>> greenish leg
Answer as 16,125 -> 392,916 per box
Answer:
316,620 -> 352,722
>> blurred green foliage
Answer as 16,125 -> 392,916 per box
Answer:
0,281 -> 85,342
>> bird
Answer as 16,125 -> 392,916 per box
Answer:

◆ ◆ ◆ ◆ ◆ ◆ ◆

EXERCISE BRIEF ▸ Rewrite every row above, replacing "box" with "region" each time it appears and leaving everything else unchanged.

ANSWER BELOW ▸
>> greenish leg
Answer as 16,125 -> 392,916 per region
Answer:
316,620 -> 352,722
>> blurred green foliage
Answer as 16,125 -> 392,916 per region
Answer:
0,281 -> 85,342
>> bird
Answer as 16,125 -> 392,916 per region
Answer:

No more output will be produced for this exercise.